> _What you have to do_
Give back the full listing, character for character, with no pictures.

> _Data for review_
====================

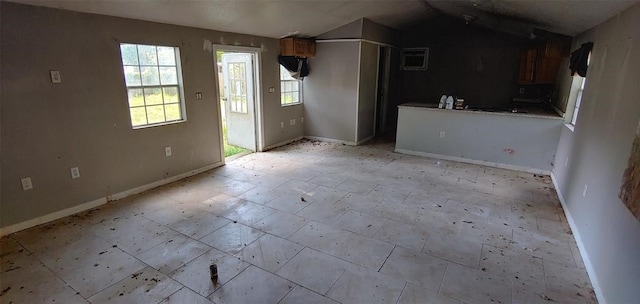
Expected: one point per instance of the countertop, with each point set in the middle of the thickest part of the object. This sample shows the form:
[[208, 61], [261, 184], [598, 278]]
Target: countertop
[[528, 112]]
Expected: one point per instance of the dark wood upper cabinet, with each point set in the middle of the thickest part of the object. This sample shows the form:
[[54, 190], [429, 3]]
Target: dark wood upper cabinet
[[539, 64], [297, 47]]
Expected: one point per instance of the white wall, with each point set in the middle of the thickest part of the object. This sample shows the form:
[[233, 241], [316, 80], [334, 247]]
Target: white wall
[[596, 155], [513, 141]]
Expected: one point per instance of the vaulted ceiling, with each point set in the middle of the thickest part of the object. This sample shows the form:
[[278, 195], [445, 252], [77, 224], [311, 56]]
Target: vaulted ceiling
[[279, 18]]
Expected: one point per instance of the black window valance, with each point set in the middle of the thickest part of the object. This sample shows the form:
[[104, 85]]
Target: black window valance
[[297, 66], [579, 59]]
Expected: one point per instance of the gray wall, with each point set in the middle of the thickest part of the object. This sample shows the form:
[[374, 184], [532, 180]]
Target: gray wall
[[464, 60], [596, 155], [367, 90], [341, 87], [48, 128], [516, 140], [330, 91]]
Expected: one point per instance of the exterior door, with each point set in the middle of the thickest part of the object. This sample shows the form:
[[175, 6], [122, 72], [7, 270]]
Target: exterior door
[[237, 72]]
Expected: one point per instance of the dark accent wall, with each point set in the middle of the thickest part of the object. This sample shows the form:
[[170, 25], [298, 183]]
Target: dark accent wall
[[468, 61]]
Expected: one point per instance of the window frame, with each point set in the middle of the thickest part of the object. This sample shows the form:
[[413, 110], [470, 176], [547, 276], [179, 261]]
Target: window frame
[[576, 106], [179, 86], [578, 84], [284, 72]]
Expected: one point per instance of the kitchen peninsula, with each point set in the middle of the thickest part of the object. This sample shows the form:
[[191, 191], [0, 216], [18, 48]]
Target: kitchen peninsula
[[518, 141]]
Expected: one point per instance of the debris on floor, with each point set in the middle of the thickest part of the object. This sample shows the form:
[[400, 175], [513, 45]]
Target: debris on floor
[[213, 270]]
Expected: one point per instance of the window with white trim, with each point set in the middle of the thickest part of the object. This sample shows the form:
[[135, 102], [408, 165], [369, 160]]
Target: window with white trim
[[579, 82], [290, 88], [154, 84], [576, 108]]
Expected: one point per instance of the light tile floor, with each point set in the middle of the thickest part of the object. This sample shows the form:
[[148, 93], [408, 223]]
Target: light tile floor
[[311, 222]]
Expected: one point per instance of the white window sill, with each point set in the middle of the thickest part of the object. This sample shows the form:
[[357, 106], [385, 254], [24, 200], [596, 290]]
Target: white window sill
[[291, 104], [158, 124], [570, 127]]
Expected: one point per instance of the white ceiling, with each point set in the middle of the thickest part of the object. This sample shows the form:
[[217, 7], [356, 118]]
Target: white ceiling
[[279, 18]]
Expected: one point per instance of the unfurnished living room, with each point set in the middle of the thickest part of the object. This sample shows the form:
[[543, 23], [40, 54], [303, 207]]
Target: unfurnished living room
[[314, 151]]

====================

> _Answer section_
Expected: one point per instance of the countertop, with each point set in the middle of the thickest part of the object. This sample shows the form:
[[208, 61], [261, 184], [598, 278]]
Target: countertop
[[528, 112]]
Expected: one point per instance of the dark wood upper cabinet, with each point set in the middle of the thickest part of the object. This sample shows the form:
[[54, 190], [429, 3]]
Target: dark wood upper cabinet
[[539, 64], [297, 47]]
Expected: one point per instance of the white wall, with each point set in the middle of the thickest part of the object. This sample shows the form:
[[233, 241], [316, 80], [334, 247]]
Target: white wall
[[596, 155], [513, 141]]
Expected: one point per instance of the vaulted ceiling, with each point set in the middle of the thickest part of the object. This sample shows the form:
[[278, 195], [445, 252], [77, 224], [311, 56]]
Target: vaulted ceiling
[[279, 18]]
Expected: one point per instance of the black window valance, with each point set in the middle of the thickest part of the object. This sample shows the form:
[[104, 85]]
Target: black window valance
[[297, 66], [579, 59]]
Expected: one point per instance of the gray wall, with each point set in the middle of the thickest part of the object. This sample shows the form:
[[374, 184], [532, 180]]
Target: gray wall
[[464, 60], [596, 155], [367, 90], [341, 87], [48, 128], [516, 140], [330, 91]]
Expected: one point per instance of the exterior door, with each point set in the middle of the thickest part of the object. This sample shows the form:
[[175, 6], [122, 72], [7, 270]]
Target: exterior door
[[237, 72]]
Expected: one point per instance of the dark accent wall, with each point set in the middle of the thickest part of the object. This sample shows the form:
[[170, 25], [298, 183]]
Target: dark accent wall
[[468, 61]]
Expected: one point per instance of the window frame, with each point set in the middle of the thickest part of the object. This sample shows the form:
[[413, 110], [470, 176], [547, 276], [179, 261]]
Target: window frame
[[576, 106], [179, 86], [578, 84], [284, 72]]
Expected: one point per instance of the kitchen peninsula, with each point set in the middle of the thickest part of the object. This sample shows the form:
[[191, 191], [0, 216], [18, 48]]
Target: kitchen peninsula
[[518, 141]]
Expected: one point per instance of the debris on floor, with each point set in the middle of the thickest part of the object. This sample shows the form:
[[400, 175], [513, 45]]
Target: debris on floor
[[213, 270]]
Expected: one point per instance of the window with white trim, with each point set in the middle of the thickest part of the object. This sample shows the form:
[[135, 102], [408, 165], [369, 160]]
Target: window with white trim
[[579, 82], [290, 88], [154, 84], [576, 108]]
Expected: one point per instance of the light tile floor, with each point set in the middle of the thickest part of the object. This sample shows the form:
[[148, 93], [408, 223]]
Target: light tile floor
[[311, 222]]
Expected: one point per instance of the white window sill, with each point set in the middle of the thickest part of the object. This sample shows the form:
[[357, 106], [385, 254], [24, 200], [596, 290]]
Target: white window sill
[[291, 104], [158, 124], [570, 127]]
Expected: one point per instance of the white ceiling, with each point set in the middle of the thickest part of the object. This sample shows the form:
[[217, 7], [356, 118]]
Target: white ceiling
[[279, 18]]
Expected: one point per instance of the unfurnished living room, with each point set in the middle of the thickest part of the object. This sample shows the form:
[[543, 23], [40, 54], [303, 207]]
Target: unfurnished living room
[[314, 151]]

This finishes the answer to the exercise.